> Task 1: Reproduce the capnography passage word for word, from "Despite proven value" to "frequent blood gases.".
> Task 2: Continue the capnography text past its final sentence.

> Document passage:
=== Begin Enclosure ===

Volume Capnography in the Intensive Care Unit: Potential Clinical Applicaitons

Kreit JW.  Ann Am Thorac Soc. 2019 Feb 11. doi: 10.1513/AnnalsATS.201807-502CME. [Epub ahead of print]

 

The abstract is as follows:  It is a good article to read

 

Volume capnography provides a non-invasive, continuous display of the fractional concentration or partial pressure of carbon dioxide versus exhaled volume. Derived measurements and calculations are influenced by changes in both ventilation and perfusion and are therefore useful for assessing both respiratory and cardiovascular function. This article provides an evidence-based review of several potential uses of volume capnography in the ICU: 1) monitoring the effectiveness of ventilation by using end-tidal PCO2 as a surrogate for arterial PCO2; 2) assessing volume-responsiveness; 3) measuring cardiac output; 4) determining prognosis in patients with the acute respiratory distress syndrome; 5) optimizing alveolar recruitment; and 6) excluding pulmonary embolism. Studies performed during the past few decades have clearly shown that volume capnography can provide important prognostic information in patients with ARDS and that end-tidal PCO2 should not be used to estimate or even to monitor the direction of change in the arterial PCO2 in mechanically ventilated ICU patients. Unfortunately, few conclusions can be made from studies evaluating other potential applications. Of these, the most promising are the non-invasive measurement of cardiac output and optimization of alveolar recruitment in patients with ARDS and in mechanically ventilated, morbidly obese patients

Capnography in Pediatric and Neonatal Intensive Care Units

Capnography in Pediatric and Neonatal Intensive Care Units

Despite proven value of continuous capnography waveforms in operating rooms as continuous monitor of ventilation, perfusion, and ventilation perfusion status of the lungs, it has taken considerable time for Intensive Care Units (ICUs) to avail of benefits of capnography.  Capnography is not only a monitor of airway integrity, but also a monitor of cardiac output and ventilation:perfusion status of the lungs.  Appropriate use capnography and pulse oximetry in ICUs can decrease too much reliance on blood gas analysis and decrease expenditure from routine and frequent blood gases. 

In 2011, the Fourth National Audit Project (NAP4) reported high rates of complications in adult intensive care units, including death or brain injury. The project recommended steps to be set in place to manage difficult airways that included routine use of waveform capnography monitoring. More than 80% of UK adult intensive care units have subsequently changed practice. Undetected esophageal intubation has recently been listed as a 'Never Event' in UK practice, with capnography mandated.

=== End Enclosure ===

> Data section:
=== Begin Enclosure ===

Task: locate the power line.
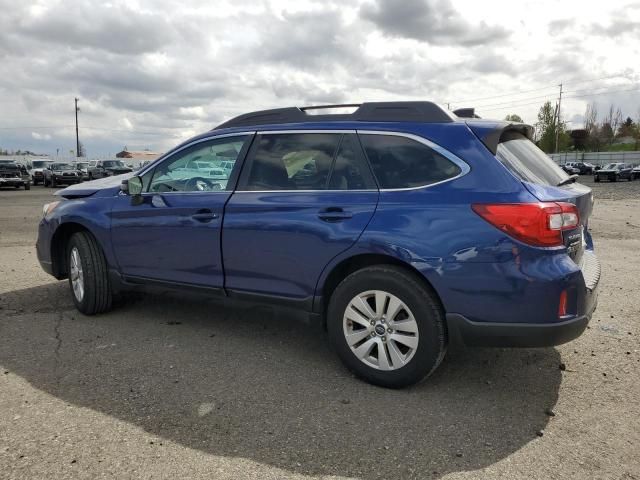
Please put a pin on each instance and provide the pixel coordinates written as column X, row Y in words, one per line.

=== End Enclosure ===

> Response 1:
Despite proven value of continuous capnography waveforms in operating rooms as continuous monitor of ventilation, perfusion, and ventilation perfusion status of the lungs, it has taken considerable time for Intensive Care Units (ICUs) to avail of benefits of capnography.  Capnography is not only a monitor of airway integrity, but also a monitor of cardiac output and ventilation:perfusion status of the lungs.  Appropriate use capnography and pulse oximetry in ICUs can decrease too much reliance on blood gas analysis and decrease expenditure from routine and frequent blood gases.

> Response 2:
Foy et al investigated whether the NAP4 recommendations have been embedded into pediatric and neonatal intensive care units (Paediatric intensive care and neonatal intensive care airway management in the United Kingdom: the PIC-NIC survey. Anaesthesia 2018;73(11):1337-44). 

The authors conducted a telephone survey of senior medical or nursing staff in UK pediatric intensive care units (PICUs) and neonatal intensive care units (NICUs). Response rates were 100% for pediatric intensive care units and 90% for neonatal intensive care units. A difficult airway policy existed in 67% of pediatric intensive care units and in 40% of neonatal intensive care units; a pre-intubation checklist was used in 70% of pediatric intensive care units and in 42% of neonatal intensive care units; a difficult intubation trolley was present in 96% of pediatric intensive care units and in 50% of neonatal intensive care units; a videolaryngoscope was available in 55% of pediatric intensive care units and in 29% of neonatal intensive care units; capnography was 'available' in 100% of pediatric intensive care units and in 46% of neonatal intensive care units, and 'always available' in 100% of pediatric intensive care units and in 18% of neonatal intensive care units. Death or serious harm occurring secondary to complications of airway management in the last 5 years was reported in 19% of pediatric intensive care units and in 26% of neonatal intensive care units. 

The authors conclude that major gaps in optimal airway management provision exist in UK pediatric intensive care units and especially in UK neonatal intensive care units. The authors recommended Wider implementation of waveform capnography is necessary to ensure compliance with the new 'Never Event' and has the potential to improve airway management.

Mactier et al responded to the above publication in the Journal Anaesthesia with their views (http://www.respond2articles.com/ANA/forums/thread/2669.aspx). In essence they agreed that capnography is essential during neonatal and pediatric intubations.  They raised objections to the use of continuous waveform capnography in intensive care units citing limitations of continuous capnography in clinical practice. The authors also cite unfamiliarity of capnography among care providers. Furthermore, the authors state that physiology of new born is very different from that of older children and factors that benefit adults may not apply to children.

Views of author of www.capnography.com  Bhavani Shankar Kodali MD)

Every monitoring device has limitations. Therefore, emphasis has to be on understanding continuous waveform capnography and its limitations, and overcoming the limitations of the system. The advantages of continuous capnography have been well illustrated by Cook et al in their reply as below.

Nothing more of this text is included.